Records for the task:
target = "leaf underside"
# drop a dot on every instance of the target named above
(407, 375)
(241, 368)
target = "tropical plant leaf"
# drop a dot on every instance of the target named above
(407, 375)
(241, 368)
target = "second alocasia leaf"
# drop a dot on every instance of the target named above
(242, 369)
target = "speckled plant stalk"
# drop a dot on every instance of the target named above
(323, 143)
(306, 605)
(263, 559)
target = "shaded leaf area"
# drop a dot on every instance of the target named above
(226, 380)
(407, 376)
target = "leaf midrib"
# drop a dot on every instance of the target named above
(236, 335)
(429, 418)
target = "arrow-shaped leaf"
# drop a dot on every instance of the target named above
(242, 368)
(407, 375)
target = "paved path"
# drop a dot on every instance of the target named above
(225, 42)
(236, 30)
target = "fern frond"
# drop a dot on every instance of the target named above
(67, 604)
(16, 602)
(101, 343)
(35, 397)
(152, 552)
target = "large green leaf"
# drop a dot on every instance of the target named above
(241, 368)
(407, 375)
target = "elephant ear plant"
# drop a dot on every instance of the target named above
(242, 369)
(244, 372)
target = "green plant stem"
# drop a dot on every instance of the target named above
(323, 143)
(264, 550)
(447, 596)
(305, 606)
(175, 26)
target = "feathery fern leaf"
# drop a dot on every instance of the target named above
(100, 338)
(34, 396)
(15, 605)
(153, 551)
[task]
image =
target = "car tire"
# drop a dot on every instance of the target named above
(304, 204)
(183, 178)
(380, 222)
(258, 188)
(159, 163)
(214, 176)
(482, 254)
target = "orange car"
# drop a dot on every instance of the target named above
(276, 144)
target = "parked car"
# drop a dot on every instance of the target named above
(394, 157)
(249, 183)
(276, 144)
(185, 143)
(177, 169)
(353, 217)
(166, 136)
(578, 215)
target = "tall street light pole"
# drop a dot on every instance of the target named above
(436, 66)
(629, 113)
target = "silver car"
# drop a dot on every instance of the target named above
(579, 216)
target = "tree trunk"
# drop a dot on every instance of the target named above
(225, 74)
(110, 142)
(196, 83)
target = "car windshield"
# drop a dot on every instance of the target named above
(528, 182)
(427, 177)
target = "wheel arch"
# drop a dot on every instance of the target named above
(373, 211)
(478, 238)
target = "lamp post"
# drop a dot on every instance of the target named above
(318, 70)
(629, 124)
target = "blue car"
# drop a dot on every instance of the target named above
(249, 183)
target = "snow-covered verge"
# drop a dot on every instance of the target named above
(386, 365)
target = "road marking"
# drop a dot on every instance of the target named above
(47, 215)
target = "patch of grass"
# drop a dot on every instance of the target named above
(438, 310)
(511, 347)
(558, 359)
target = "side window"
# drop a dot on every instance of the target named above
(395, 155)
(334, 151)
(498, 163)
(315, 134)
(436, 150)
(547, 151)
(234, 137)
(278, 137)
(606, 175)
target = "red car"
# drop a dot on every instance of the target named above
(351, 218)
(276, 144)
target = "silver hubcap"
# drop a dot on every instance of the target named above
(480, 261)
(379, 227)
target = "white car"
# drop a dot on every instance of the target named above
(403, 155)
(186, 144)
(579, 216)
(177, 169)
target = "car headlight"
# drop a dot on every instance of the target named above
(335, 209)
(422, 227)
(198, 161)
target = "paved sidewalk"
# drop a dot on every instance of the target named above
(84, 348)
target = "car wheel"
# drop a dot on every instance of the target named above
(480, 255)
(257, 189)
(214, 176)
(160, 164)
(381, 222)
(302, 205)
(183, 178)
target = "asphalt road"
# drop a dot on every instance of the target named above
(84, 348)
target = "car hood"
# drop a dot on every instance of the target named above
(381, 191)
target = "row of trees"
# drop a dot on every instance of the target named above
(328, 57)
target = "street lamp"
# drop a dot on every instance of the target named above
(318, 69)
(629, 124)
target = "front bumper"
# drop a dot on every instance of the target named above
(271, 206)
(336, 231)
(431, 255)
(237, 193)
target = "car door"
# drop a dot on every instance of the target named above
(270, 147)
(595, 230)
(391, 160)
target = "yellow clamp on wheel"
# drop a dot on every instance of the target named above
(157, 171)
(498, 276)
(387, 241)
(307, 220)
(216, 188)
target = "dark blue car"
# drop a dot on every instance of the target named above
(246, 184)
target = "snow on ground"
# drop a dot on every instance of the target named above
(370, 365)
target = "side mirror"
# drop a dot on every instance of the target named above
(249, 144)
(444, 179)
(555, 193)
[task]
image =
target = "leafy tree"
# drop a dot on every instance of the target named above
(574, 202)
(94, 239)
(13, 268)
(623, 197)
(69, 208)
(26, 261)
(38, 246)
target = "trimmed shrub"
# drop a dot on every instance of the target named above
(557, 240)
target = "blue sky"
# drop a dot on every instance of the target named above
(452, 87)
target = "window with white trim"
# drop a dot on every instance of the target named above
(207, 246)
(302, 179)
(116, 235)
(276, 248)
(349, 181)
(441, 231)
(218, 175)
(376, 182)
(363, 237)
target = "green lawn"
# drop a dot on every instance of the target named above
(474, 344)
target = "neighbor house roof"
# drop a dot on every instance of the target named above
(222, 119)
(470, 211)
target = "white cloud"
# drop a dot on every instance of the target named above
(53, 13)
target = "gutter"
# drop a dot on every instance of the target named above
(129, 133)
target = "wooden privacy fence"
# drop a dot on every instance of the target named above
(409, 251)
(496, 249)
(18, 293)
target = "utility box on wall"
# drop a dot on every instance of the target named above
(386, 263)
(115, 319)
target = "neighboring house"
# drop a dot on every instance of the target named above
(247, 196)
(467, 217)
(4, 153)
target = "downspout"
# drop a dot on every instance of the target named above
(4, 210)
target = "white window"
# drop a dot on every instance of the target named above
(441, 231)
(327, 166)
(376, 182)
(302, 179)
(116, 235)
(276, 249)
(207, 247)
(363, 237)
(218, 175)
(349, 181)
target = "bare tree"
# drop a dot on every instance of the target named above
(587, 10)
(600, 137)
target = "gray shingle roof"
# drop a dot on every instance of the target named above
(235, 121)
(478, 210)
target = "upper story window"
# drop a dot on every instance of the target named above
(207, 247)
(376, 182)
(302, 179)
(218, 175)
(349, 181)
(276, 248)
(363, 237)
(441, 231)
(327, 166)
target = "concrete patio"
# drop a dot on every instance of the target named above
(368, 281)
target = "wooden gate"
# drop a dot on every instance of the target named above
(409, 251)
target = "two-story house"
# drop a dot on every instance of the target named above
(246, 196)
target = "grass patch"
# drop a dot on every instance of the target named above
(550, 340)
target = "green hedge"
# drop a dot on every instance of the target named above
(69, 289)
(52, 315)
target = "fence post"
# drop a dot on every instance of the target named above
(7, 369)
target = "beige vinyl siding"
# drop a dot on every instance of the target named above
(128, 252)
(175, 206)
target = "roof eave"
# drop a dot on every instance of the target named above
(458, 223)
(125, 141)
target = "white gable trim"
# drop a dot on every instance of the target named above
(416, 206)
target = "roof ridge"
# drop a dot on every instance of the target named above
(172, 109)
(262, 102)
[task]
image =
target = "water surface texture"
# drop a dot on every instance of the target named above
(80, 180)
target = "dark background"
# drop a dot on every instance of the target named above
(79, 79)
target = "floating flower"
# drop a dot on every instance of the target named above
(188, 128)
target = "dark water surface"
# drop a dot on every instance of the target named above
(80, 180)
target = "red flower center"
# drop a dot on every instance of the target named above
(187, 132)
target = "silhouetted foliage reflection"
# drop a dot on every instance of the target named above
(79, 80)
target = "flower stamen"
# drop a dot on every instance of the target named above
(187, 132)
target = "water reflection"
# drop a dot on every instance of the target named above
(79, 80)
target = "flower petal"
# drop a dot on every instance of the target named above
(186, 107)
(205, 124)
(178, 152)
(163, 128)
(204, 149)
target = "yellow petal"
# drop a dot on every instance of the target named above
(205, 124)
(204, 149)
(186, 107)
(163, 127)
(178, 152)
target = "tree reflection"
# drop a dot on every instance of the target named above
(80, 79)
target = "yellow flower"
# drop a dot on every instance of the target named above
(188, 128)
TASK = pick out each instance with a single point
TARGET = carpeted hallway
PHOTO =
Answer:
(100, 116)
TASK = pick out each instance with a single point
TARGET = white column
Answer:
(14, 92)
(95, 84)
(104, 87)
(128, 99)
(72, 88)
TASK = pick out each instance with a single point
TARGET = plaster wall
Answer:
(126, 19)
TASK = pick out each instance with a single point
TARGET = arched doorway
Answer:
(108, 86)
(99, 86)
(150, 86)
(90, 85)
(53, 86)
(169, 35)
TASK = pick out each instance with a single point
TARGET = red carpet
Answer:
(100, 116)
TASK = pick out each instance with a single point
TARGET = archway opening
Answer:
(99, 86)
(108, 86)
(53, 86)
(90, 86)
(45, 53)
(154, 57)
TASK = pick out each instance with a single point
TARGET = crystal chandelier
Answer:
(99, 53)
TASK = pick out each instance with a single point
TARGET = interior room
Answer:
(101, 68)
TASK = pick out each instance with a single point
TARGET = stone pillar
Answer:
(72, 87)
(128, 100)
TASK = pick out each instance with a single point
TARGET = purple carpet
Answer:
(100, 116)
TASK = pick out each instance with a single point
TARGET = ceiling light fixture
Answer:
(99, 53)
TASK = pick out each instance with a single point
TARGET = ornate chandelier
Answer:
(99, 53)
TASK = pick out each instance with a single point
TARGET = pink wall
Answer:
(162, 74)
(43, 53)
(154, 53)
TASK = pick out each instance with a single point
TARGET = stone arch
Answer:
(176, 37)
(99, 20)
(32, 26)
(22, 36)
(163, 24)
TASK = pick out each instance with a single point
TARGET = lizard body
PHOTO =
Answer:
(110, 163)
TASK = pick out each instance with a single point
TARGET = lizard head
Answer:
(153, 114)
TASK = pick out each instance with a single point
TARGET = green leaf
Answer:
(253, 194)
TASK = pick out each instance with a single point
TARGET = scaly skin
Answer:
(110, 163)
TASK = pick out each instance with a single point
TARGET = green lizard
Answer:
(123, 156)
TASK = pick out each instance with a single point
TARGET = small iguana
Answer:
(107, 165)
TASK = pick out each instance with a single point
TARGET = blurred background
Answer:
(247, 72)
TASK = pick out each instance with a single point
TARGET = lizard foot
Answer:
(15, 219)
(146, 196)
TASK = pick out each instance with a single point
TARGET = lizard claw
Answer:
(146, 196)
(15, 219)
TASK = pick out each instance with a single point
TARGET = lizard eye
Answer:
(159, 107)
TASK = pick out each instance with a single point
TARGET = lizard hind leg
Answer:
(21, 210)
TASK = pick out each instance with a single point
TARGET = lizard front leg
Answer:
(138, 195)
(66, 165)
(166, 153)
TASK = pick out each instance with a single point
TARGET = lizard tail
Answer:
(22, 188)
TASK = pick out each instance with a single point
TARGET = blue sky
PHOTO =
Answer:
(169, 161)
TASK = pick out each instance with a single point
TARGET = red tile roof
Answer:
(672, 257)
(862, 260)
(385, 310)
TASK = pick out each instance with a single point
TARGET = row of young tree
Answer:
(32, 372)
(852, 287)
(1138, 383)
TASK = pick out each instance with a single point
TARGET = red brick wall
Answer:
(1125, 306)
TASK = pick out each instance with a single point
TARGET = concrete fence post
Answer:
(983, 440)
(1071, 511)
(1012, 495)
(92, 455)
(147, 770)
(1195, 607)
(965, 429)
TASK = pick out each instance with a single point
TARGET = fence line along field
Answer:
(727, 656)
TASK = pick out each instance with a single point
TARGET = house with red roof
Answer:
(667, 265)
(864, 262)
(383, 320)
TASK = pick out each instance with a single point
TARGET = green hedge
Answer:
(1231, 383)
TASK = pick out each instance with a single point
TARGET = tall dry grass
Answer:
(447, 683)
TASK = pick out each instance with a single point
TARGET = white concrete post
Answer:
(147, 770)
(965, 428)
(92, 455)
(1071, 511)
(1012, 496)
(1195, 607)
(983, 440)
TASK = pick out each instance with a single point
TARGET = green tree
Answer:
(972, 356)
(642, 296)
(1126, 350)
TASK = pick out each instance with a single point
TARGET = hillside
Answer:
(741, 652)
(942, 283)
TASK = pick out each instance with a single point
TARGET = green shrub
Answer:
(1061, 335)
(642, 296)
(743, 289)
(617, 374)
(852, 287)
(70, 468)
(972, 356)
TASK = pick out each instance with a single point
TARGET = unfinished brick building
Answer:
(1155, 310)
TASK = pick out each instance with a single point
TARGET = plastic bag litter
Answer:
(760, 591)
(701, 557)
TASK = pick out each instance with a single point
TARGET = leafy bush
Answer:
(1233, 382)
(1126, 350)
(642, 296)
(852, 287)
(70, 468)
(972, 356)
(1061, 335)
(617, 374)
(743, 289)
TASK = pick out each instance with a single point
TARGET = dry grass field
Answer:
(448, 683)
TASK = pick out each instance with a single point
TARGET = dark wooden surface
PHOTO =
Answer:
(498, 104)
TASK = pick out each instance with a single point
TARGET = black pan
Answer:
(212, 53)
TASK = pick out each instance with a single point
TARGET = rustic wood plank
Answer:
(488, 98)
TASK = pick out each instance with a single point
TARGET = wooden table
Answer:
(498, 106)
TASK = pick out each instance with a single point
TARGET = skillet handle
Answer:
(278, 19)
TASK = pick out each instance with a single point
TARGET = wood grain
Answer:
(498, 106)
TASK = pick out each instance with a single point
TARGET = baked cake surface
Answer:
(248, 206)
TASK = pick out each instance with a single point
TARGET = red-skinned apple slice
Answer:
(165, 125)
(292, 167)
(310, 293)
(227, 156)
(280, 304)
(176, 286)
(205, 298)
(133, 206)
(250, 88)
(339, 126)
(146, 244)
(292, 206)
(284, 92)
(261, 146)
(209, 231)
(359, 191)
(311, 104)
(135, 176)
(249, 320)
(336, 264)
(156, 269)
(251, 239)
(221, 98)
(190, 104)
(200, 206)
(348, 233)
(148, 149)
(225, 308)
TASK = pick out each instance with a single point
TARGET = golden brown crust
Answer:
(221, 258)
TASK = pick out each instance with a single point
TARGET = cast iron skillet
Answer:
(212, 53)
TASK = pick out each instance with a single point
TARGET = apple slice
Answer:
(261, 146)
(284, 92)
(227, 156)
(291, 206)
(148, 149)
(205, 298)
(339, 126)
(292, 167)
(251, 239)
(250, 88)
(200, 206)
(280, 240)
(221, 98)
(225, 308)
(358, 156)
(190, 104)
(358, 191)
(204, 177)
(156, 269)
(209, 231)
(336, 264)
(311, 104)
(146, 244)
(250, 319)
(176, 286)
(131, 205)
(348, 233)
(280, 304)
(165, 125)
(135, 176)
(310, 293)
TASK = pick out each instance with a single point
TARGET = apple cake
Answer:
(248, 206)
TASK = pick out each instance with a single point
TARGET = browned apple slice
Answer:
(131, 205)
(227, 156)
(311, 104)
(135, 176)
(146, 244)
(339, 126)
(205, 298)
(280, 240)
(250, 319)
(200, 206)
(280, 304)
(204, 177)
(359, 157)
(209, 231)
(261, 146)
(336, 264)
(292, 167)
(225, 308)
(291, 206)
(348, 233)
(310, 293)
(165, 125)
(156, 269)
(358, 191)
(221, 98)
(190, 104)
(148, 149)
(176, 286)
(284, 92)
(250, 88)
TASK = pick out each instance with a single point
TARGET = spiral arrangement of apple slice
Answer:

What is required:
Find every line in the data above that contains the word "plant", and copy each of those lines out in full.

Output:
target = "tropical plant leaf"
target = "speckled plant stalk"
target = "elephant ear plant"
target = "green plant stem"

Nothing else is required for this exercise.